__What you will do__
1) Decide whether each statement agrees with the economics posts below, and answer yes or no for each, quoting the deciding words of those posts: (a) High prices signal buyers to buy less. (b) The extra credit assignment may be turned in during March. (c) Prices are described as favoring the consumer.
2) Extend the economics posts below, adding further points to the notes on price after the final statement about flexibility.

Wednesday, February 8, 2017

Extra Credit

Go online and research a major company (Apple, Starbucks, Netflix, whatever), and answer the following questions:
1.  How is the company attempting to keep its current customers?
2.  What is it doing to attract new consumers?
3. What challenges does the company face?
4. What makes their product stand out from the rest?

Last day to turn in: Feb 27

Monday, February 6, 2017

Price

          Price–the monetary value of a product as established by supply and demand–is a signal that helps us make our economic decisions.
          High prices are signals for producers to produce more and for buyers to buy less. 
          Low prices are signals for producers to produce less and for buyers to buy more.
          (Law of Supply/Demand)
          Prices are neutral because they do not favor the buyer or the consumer.  They are the result of competition.
          Prices are flexible, allowing for the “shocks” of unforeseen events and changes in the market.

__Recorded data__
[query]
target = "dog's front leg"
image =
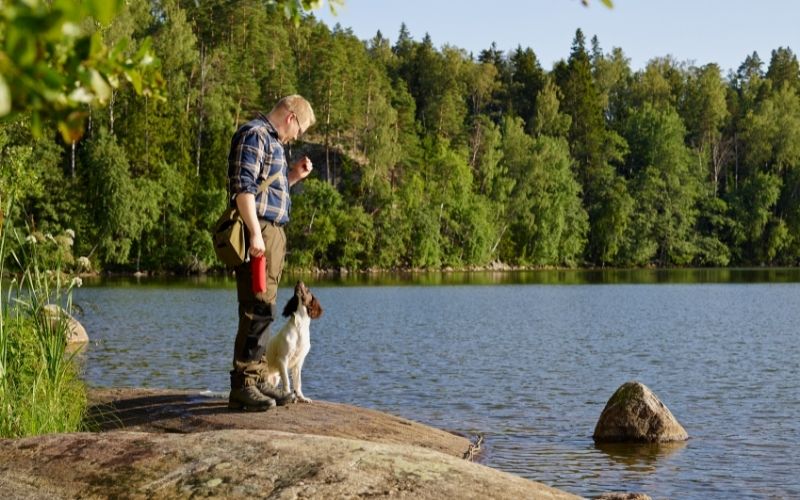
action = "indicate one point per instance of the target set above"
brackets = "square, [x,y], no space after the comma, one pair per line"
[287,386]
[298,383]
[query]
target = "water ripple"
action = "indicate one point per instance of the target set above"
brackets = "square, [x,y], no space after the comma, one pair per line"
[528,366]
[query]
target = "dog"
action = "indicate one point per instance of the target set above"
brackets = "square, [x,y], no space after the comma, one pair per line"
[287,349]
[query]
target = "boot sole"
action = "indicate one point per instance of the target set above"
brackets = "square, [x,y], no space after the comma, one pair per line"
[238,405]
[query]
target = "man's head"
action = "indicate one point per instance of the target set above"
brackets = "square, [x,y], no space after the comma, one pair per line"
[291,117]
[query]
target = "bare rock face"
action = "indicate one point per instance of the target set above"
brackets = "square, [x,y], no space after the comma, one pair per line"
[635,414]
[624,496]
[244,464]
[76,332]
[176,444]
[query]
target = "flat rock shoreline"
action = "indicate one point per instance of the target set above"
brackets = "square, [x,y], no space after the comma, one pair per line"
[182,444]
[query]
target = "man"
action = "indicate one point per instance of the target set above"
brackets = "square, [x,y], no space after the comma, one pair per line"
[257,156]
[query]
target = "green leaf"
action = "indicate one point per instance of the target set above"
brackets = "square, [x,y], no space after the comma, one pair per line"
[136,79]
[5,97]
[100,87]
[103,10]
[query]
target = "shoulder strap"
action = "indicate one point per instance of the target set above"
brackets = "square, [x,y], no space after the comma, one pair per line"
[264,185]
[269,180]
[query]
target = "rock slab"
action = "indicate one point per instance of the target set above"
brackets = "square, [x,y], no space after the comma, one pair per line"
[76,333]
[178,444]
[635,414]
[244,464]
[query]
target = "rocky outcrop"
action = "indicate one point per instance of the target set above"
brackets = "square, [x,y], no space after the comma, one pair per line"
[76,333]
[624,496]
[635,414]
[182,449]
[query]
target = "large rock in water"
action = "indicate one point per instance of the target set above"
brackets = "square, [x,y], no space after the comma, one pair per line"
[188,446]
[76,333]
[635,414]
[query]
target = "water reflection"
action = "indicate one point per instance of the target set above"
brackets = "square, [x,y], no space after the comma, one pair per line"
[530,367]
[640,456]
[538,277]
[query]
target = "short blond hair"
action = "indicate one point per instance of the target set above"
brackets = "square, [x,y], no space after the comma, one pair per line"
[298,105]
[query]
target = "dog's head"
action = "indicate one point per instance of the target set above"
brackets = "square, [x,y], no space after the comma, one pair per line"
[303,295]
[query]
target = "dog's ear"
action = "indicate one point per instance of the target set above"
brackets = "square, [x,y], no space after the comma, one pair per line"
[291,306]
[314,310]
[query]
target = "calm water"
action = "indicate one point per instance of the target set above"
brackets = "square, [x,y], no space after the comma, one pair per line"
[529,362]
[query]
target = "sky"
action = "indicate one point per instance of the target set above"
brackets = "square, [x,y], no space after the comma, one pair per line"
[694,31]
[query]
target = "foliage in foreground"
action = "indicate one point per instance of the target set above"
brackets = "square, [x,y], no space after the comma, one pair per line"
[40,388]
[425,156]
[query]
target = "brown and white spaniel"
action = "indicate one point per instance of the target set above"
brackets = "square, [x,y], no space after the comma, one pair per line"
[287,349]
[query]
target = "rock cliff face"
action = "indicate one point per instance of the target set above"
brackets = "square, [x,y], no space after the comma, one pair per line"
[76,332]
[635,414]
[181,445]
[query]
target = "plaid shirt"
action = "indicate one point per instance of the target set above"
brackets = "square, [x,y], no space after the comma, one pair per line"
[256,153]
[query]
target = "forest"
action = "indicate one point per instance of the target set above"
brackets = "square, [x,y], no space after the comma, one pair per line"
[425,157]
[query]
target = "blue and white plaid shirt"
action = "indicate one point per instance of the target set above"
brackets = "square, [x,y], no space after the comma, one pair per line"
[256,154]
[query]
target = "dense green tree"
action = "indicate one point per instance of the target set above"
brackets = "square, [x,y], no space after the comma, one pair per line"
[426,157]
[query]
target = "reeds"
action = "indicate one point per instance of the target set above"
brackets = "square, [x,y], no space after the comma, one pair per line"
[40,388]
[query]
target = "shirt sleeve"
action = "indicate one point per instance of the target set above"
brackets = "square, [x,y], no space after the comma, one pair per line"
[246,162]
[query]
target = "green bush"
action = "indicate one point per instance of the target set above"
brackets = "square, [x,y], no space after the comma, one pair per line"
[40,388]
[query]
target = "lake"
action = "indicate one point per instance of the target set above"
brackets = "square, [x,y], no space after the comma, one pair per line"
[527,359]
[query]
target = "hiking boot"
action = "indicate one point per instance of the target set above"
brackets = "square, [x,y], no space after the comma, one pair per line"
[281,397]
[249,398]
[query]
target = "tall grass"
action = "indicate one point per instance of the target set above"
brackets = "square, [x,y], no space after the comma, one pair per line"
[40,388]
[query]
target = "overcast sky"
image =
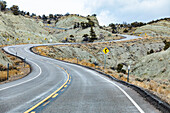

__Answers for the tasks__
1)
(a) Yes: "High prices are signals for producers to produce more and for buyers to buy less."
(b) No: "Last day to turn in: Feb 27"
(c) No: "Prices are neutral because they do not favor the buyer or the consumer."

2)
          Prices have no administration costs.
          Prices are familiar and easily understood.
          Rationing, or the system where the government decides everyone’s “fair” share, leads to the question of fairness.
          Price adjustments help a competitive market reach market equilibrium, with fairly equal supply and demand.
          Surpluses occur when supply exceeds demand.
          Shortages occur when demand exceeds supply.
          The equilibrium price is the price at which supply meets demand.
          A change in price is normally the result of a change in supply, a change in demand, or both
To be competitive, sellers are forced to lower prices, which makes them find ways to keep their costs down.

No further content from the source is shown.